TEXT PROVIDED:
----------------

# Description

Takes results of one case-study-based evaluation through Evaluator.exe and Preciser.exe and computes precision and recall.

### Imports

In [None]:
import pandas as pd
import numpy as np
from collections import defaultdict

# Settings

In [None]:
site = 'guardian' # 'webmd', 'walmart', 'guardian', 'cnn'
participants = ['P1', 'P2', 'P3', 'P4']
evaluation = 'gt-' + site
dataset_evaluation_dir = 'C:/GazeMiningDataset/Dataset_evaluation/case-study'
dataset_stimuli_dir = r'C:/GazeMiningDataset/Dataset_stimuli'

# Build up pathes
labels_screencasts_filepath = dataset_evaluation_dir + '/' + evaluation + '-screencasts.csv'
labels_stimuli_filepath = dataset_evaluation_dir + '/' + evaluation + '-stimuli.csv'
contrib_filepath = dataset_evaluation_dir + '/' + evaluation + '-contrib.csv'
events_filepath = dataset_evaluation_dir + '/' + evaluation + '-events.csv'
stimuli_dir = dataset_stimuli_dir + '/' + site + '/stimuli'

# Load dataset

In [None]:
# Load evaluator labels of stimuli
stimuli_df = pd.read_csv(labels_stimuli_filepath)

----------------

SUPPLIED DATA:
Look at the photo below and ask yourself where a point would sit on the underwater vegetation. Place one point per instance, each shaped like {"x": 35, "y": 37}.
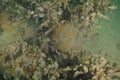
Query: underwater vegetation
{"x": 44, "y": 40}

----------------

WORK INSTRUCTIONS:
(a) In the evaluation notebook, rework the part that opens with the words containing "# Build up pathes" and closes with "stimuli_df = pd.read_csv(labels_stimuli_filepath)", putting "stimuli_labels_df" in place of "stimuli_df".
(b) According to the evaluation notebook, which two measures does it compute?
(c) Extend the evaluation notebook past its final line.
Nothing here depends on the lines.

RESULTS IN ORDER:
(a)
# Build up pathes
labels_screencasts_filepath = dataset_evaluation_dir + '/' + evaluation + '-screencasts.csv'
labels_stimuli_filepath = dataset_evaluation_dir + '/' + evaluation + '-stimuli.csv'
contrib_filepath = dataset_evaluation_dir + '/' + evaluation + '-contrib.csv'
events_filepath = dataset_evaluation_dir + '/' + evaluation + '-events.csv'
stimuli_dir = dataset_stimuli_dir + '/' + site + '/stimuli'

# Load dataset

In [None]:
# Load evaluator labels of stimuli
stimuli_labels_df = pd.read_csv(labels_stimuli_filepath)

(b) Precision and recall.

(c)
# Load evaluator labels of screencasts
screencasts_df = pd.read_csv(labels_screencasts_filepath)

# Load contribution (this tells one which frames as contained in the stimuli contributed to the element in the task)
contrib_df = pd.read_csv(contrib_filepath)

# Load events
events_df = pd.read_csv(events_filepath, header=None, names=['timestamp', 'type', 'event'])

# Process events for general information

In [None]:
mode_changes_df = events_df[(events_df.type == 'mode_change')]

# Get timestamps
start_ts = int(mode_changes_df[(mode_changes_df.event == 'mode_start')].timestamp)
videos_ts = int(mode_changes_df[(mode_changes_df.event == 'mode_videos')].timestamp)
stimuli_ts = int(mode_changes_df[(mode_changes_df.event == 'mode_stimuli')].timestamp)
end_ts = int(mode_changes_df[(mode_changes_df.event == 'mode_end')].timestamp)

# Compute durations of modes
video_duration = 0
stimuli_duration = 0
if videos_ts > stimuli_ts:
    video_duration = end_ts - videos_ts
    stimuli_duration = videos_ts - stimuli_ts
else:
    video_duration = stimuli_ts - videos_ts
    stimuli_duration = end_ts - stimuli_ts
    
# Print results
print('Video Mode [s]: ' + str(video_duration/1000) + ', Stimuli Mode [s]: ' + str(stimuli_duration/1000))

# Get infos about visual stimuli

In [None]:
stimuli_without_AOI = len(stimuli_df.index[stimuli_df.label == 0])
stimuli_with_AOI = len(stimuli_df.index[stimuli_df.label == 1])

print("Stimuli count: " + str(stimuli_without_AOI + stimuli_with_AOI))
print("Stimuli count display AOI: " + str(stimuli_with_AOI))
print("Stimuli count do not display AOI: " + str(stimuli_without_AOI))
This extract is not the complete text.